Excerpt provided:
Segment Open

Kevin Weil at Twitter is great at providing Hadoop use cases. At Twitter this includes counting big data with standard counts, min, max, std dev; correlating big data with probabilities, covariance, influence; and research on Big data. Hadoop is on the fringe of NoSQL, but it's very useful to see what kind of problems are being solved with it.

  • How many request do we serve each day?
  • What is the average latency? 95% latency?
  • Grouped by response code: what is the hourly distribution?
  • How many searches happen each day at Twitter?
  • Where do they come from?
  • How many unique queries?
  • How many unique users?
  • Geographic distribution?
  • How does usage differ for mobile users?
  • How does usage differ for 3rd party desktop client users?
  • Cohort analysis: all users who signed up on the same day—then see how they differ over time.
  • Site problems: what goes wrong at the same time?
  • Which features get users hooked?
  • Which features do successful users use often?
  • Search corrections and suggestions (not done now at Twitter, but coming in the feature).
  • What can web tell about a user from their tweets?
  • What can we tell about you from the tweets of those you follow?
  • What can we tell about you from the tweets of your followers?
  • What can we tell about you from the ratio of your followers/following?
  • What graph structures lead to successful networks? (Twitter’s graph structure is interesting since it’s not two-way)
  • What features get a tweet retweeted?
  • When a tweet is retweeted, how deep is the corresponding retweet three?
  • Long-term duplicate detection (short term for abuse and stopping spammers)
  • Machine learning. About not quite knowing the right questions to ask at first. How do we cluster users?
  • Language detection (contact mobile providers to get SMS deals for users—focusing on the most popular countries at first).
  • How can we detect bots and other non-human tweeters?

Segment Closed

Information:
Segment Open

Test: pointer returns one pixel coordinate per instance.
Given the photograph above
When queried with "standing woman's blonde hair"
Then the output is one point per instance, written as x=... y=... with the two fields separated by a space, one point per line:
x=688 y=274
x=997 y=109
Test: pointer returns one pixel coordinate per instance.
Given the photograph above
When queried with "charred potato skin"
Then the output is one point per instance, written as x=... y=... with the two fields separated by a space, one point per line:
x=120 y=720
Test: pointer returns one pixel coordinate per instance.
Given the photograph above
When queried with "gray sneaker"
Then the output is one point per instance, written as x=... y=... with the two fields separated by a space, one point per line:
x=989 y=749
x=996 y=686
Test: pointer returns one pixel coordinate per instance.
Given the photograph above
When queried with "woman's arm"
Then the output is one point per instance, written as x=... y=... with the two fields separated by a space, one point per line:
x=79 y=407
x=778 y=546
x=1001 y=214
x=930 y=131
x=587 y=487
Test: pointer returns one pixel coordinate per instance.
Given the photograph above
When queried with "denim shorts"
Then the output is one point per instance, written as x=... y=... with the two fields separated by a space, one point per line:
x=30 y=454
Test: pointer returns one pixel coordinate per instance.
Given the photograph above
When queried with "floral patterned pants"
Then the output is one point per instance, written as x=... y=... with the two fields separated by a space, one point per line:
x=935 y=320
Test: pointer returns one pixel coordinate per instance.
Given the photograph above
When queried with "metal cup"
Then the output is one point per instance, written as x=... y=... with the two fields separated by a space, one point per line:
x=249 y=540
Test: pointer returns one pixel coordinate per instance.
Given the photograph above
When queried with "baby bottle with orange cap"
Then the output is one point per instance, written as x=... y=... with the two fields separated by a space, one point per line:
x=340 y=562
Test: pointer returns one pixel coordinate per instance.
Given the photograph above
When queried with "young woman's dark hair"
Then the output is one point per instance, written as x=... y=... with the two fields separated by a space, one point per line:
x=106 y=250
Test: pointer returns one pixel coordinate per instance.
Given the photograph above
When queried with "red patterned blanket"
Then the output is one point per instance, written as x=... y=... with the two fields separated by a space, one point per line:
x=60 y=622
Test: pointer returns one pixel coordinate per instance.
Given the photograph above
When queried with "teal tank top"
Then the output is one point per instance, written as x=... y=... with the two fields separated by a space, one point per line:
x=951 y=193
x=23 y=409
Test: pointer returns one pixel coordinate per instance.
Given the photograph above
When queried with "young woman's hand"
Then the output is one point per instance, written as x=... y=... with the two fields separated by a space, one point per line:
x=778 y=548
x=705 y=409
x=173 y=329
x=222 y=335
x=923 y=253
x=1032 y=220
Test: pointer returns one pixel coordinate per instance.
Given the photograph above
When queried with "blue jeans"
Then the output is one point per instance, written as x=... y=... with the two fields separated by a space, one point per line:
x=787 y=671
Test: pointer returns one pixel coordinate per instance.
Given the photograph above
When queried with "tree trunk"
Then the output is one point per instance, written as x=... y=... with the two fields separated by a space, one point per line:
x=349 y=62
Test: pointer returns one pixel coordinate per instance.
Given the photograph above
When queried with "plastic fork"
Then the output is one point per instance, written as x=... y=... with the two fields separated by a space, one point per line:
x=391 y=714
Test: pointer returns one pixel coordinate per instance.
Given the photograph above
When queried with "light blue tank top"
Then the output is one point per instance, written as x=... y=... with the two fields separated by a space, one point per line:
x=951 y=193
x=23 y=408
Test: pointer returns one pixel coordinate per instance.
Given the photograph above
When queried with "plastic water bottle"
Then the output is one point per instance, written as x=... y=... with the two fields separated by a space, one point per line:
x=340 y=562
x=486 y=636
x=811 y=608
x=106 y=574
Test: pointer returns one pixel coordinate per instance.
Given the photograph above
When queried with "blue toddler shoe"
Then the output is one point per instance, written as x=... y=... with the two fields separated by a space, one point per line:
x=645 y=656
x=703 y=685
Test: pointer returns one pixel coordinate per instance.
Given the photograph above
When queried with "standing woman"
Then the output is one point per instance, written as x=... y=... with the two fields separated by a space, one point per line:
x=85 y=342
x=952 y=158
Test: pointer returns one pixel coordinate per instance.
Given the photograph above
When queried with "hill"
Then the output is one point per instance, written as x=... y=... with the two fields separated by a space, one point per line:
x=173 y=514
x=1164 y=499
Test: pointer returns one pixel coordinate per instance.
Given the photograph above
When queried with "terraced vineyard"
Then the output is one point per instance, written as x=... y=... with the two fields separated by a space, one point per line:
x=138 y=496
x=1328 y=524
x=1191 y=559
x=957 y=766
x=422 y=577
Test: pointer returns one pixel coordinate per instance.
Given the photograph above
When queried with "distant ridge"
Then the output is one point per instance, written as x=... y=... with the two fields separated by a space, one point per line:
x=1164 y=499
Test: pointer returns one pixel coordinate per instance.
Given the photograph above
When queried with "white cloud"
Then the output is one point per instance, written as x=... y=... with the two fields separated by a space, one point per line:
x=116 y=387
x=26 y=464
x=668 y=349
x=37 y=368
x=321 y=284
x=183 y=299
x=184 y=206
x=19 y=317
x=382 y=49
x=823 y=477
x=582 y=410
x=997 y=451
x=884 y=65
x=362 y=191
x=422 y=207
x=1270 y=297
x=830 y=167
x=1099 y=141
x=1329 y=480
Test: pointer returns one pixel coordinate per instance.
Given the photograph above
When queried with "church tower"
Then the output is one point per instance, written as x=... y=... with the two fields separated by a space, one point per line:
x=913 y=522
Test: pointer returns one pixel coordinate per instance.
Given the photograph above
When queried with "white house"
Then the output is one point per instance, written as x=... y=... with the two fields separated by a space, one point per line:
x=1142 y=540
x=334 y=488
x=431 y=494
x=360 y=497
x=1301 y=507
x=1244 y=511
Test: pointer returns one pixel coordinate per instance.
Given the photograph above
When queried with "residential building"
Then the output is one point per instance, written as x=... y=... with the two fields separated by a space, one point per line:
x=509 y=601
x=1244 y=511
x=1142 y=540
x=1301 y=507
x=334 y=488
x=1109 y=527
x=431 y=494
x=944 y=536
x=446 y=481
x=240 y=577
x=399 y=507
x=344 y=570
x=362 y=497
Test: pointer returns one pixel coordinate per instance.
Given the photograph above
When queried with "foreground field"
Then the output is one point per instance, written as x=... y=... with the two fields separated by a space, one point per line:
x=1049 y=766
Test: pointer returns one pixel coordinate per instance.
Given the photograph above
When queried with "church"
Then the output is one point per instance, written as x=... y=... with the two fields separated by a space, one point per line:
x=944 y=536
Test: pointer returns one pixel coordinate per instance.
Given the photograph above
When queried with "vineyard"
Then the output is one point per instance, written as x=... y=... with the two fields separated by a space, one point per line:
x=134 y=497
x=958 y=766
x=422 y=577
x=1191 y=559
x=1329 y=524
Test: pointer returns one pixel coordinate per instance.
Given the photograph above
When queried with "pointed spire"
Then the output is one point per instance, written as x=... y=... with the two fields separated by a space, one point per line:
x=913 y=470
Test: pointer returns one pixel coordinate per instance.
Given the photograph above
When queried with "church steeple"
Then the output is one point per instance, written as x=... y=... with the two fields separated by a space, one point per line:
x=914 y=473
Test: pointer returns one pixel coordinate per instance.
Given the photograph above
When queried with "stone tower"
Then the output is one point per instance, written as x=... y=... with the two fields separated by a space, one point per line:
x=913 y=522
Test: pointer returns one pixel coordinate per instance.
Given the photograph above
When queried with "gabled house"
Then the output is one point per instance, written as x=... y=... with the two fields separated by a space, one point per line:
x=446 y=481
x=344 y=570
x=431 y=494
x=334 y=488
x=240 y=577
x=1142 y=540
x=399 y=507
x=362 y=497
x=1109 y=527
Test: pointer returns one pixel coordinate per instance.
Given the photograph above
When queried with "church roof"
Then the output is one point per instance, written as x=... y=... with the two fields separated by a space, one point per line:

Segment Closed

Exercise set:
- a) The excerpt on Hadoop use cases at Twitter names several statistics used for counting big data. List all of them.
- b) Write a continuation of the excerpt on Hadoop use cases at Twitter, starting after its final bullet point.

Responses by task:
- a) counts, min, max, std dev

- b)
Poor Use Cases

  • OLTP. Outside VoltDB, complex multi-object transactions are generally not supported. Programmers are supposed to denormalize, use documents, or use other complex strategies like compensating transactions.
  • Data integrity. Most of the NoSQL systems rely on applications to enforce data integrity where SQL uses a declarative approach. Relational databases are still the winner for data integrity.
  • Data independence.  Data outlasts applications. In NoSQL applications drive everything about the data. One argument for the relational model is as a repository of facts that can last for the entire lifetime of the enterprise, far past the expected life-time of any individual application.
  • SQL. If you require SQL then very few NoSQL system will provide a SQL interface, but more systems are starting to provide SQLish interfaces.
  • Ad-hoc queries. If you need to answer real-time questions about your data that you can’t predict in advance, relational databases are generally still the winner.
  • Complex relationships. Some NoSQL systems support relationships, but a relational database is still the winner at relating.
  • Maturity and stability. Relational databases still have the edge here. People are familiar with how they work, what they can do, and have confidence in their reliability. There are also more programmers and toolsets available for relational databases. So when in doubt, this is the road that will be traveled.